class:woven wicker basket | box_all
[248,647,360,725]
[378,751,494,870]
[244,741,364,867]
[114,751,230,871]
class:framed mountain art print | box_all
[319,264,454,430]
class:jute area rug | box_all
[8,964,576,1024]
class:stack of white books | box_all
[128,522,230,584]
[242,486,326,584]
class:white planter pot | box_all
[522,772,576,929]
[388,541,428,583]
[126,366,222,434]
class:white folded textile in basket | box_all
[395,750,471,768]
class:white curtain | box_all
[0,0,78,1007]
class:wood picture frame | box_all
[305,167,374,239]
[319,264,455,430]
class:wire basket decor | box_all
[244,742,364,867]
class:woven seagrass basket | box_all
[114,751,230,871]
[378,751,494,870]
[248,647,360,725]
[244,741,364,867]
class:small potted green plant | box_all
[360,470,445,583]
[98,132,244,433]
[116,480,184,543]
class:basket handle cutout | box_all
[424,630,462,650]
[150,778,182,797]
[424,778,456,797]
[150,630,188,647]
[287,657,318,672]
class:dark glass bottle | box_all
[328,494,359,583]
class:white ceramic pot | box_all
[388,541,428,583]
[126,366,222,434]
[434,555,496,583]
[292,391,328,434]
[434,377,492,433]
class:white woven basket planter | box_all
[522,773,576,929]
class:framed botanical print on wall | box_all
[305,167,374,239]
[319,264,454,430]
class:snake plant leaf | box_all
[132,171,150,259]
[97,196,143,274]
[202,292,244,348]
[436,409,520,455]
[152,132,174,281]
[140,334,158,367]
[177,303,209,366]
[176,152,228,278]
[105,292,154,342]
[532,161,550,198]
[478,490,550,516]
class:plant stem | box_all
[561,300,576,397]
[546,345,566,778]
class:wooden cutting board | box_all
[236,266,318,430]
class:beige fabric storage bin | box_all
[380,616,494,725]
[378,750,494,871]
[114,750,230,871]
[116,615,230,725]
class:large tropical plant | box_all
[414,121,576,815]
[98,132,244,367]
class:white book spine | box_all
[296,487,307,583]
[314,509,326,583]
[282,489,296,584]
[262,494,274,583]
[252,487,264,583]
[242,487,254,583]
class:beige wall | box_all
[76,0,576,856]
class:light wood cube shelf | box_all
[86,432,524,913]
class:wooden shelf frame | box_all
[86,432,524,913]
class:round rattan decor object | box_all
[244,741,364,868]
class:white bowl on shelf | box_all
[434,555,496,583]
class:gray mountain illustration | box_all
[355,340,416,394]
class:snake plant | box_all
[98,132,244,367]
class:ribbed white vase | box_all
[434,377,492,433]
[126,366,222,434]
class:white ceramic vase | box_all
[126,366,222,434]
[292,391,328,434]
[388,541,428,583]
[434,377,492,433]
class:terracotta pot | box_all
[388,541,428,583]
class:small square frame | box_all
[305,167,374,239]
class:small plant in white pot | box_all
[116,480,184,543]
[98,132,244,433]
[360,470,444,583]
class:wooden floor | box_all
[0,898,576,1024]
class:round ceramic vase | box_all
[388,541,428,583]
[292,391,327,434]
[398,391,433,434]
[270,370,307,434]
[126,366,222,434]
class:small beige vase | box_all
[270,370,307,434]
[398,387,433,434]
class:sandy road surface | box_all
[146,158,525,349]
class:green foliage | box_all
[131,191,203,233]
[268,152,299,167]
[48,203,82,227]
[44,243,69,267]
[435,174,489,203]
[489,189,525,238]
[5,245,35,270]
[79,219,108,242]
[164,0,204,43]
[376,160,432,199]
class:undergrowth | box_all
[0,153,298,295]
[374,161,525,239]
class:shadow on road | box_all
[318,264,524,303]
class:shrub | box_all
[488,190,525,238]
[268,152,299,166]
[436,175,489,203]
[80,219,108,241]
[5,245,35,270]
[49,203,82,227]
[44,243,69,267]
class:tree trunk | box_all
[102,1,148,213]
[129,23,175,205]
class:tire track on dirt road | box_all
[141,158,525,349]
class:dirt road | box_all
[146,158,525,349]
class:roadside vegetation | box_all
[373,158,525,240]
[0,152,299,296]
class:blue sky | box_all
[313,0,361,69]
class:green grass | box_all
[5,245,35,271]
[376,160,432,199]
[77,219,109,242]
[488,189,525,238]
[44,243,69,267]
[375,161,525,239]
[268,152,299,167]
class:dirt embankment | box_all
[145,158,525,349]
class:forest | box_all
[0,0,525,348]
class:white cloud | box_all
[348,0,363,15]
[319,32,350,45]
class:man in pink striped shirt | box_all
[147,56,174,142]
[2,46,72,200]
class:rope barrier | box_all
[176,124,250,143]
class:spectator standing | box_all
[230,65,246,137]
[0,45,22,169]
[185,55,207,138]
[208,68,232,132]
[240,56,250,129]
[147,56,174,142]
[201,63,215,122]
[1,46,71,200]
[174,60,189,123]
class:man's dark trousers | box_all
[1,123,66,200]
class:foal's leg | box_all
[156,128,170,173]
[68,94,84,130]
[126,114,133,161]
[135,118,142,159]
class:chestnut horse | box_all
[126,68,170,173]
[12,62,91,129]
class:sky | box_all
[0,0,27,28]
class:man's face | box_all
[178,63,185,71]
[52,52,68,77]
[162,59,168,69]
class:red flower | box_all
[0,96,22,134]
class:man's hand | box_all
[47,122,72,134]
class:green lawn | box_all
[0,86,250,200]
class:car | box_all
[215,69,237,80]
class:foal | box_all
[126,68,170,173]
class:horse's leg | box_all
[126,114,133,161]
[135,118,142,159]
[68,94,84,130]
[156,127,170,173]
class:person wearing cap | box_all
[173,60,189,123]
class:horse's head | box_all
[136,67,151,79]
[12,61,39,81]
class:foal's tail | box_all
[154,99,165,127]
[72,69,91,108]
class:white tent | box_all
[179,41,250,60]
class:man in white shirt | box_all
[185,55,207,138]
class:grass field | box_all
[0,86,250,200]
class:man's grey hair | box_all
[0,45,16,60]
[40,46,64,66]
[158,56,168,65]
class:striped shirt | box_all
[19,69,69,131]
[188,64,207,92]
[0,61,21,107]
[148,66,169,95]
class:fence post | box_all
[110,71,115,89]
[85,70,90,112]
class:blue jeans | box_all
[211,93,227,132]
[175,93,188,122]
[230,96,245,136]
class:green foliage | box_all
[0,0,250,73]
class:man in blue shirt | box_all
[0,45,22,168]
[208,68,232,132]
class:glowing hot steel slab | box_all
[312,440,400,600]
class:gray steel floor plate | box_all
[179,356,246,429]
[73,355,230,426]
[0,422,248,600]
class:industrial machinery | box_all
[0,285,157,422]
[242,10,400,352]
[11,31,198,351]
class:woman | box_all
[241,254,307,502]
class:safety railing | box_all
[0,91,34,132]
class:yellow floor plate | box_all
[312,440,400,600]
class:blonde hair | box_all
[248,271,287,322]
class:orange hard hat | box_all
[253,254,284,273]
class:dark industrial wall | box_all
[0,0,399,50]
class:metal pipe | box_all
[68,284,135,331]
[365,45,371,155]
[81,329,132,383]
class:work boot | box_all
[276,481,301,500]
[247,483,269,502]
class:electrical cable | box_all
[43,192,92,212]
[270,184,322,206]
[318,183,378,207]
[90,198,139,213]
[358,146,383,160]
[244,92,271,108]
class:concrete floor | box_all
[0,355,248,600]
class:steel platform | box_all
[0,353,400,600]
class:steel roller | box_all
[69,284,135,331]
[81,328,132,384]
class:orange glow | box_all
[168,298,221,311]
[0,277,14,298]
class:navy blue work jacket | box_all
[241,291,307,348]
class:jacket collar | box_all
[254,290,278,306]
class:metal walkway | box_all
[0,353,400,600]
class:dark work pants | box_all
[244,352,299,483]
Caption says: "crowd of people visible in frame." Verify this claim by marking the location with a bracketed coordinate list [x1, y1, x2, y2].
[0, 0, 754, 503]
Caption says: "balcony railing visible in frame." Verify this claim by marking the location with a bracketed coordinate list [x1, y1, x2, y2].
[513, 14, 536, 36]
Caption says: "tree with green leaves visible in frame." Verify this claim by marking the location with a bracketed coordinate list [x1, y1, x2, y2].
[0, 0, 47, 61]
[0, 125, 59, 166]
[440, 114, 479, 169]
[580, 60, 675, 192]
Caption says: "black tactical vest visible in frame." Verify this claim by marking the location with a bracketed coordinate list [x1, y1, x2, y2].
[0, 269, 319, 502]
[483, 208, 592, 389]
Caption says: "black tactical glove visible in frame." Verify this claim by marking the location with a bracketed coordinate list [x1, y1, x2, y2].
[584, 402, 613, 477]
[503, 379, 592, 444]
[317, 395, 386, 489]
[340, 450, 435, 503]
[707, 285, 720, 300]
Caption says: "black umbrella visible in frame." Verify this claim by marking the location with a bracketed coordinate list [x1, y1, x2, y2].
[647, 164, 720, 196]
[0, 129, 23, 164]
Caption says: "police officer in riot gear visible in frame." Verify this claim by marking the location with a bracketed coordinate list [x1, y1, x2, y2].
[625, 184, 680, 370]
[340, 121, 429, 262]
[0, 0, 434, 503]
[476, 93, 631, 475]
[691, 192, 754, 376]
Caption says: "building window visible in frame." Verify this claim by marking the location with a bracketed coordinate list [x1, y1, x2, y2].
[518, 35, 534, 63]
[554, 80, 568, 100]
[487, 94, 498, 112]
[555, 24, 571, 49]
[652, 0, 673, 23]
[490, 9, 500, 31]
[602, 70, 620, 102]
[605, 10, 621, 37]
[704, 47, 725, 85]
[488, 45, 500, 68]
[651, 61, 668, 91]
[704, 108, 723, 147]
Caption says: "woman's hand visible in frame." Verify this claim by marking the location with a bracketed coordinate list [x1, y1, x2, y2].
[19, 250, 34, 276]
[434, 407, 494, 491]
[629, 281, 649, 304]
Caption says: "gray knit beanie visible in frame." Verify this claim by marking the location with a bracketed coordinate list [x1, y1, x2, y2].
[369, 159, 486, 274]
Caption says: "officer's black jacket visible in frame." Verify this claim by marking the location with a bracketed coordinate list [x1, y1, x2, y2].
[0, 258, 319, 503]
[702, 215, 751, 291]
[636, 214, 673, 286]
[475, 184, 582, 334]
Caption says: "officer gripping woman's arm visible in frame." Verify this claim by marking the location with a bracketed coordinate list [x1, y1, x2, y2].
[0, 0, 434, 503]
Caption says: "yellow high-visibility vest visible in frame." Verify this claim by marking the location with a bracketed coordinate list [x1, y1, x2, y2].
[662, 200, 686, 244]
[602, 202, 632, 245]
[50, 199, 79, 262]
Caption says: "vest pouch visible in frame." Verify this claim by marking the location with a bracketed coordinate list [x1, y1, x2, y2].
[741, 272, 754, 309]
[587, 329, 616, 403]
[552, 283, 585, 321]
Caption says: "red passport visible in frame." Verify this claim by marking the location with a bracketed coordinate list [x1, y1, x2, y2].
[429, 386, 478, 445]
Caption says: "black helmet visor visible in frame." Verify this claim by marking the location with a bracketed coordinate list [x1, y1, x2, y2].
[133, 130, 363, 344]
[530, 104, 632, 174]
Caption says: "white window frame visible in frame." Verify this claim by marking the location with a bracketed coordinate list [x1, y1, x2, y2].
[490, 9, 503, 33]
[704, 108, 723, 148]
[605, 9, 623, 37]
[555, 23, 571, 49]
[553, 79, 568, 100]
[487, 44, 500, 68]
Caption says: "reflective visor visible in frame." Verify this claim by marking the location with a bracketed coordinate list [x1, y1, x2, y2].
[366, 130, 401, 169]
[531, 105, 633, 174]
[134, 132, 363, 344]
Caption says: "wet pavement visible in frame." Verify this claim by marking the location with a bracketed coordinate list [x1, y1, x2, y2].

(What the task requires): Reproduce the material from the line with "class:gray steel floor plate | box_all" to the line with "[0,91,34,132]", replacing "industrial machinery" with "factory equipment" and keeping everything else unchanged.

(Reply to the task):
class:gray steel floor plate | box_all
[179,356,246,429]
[73,355,230,426]
[0,422,248,600]
class:factory equipment | box_all
[0,285,157,422]
[242,10,400,352]
[11,31,198,351]
class:woman | box_all
[241,254,307,502]
class:safety railing | box_all
[0,91,34,132]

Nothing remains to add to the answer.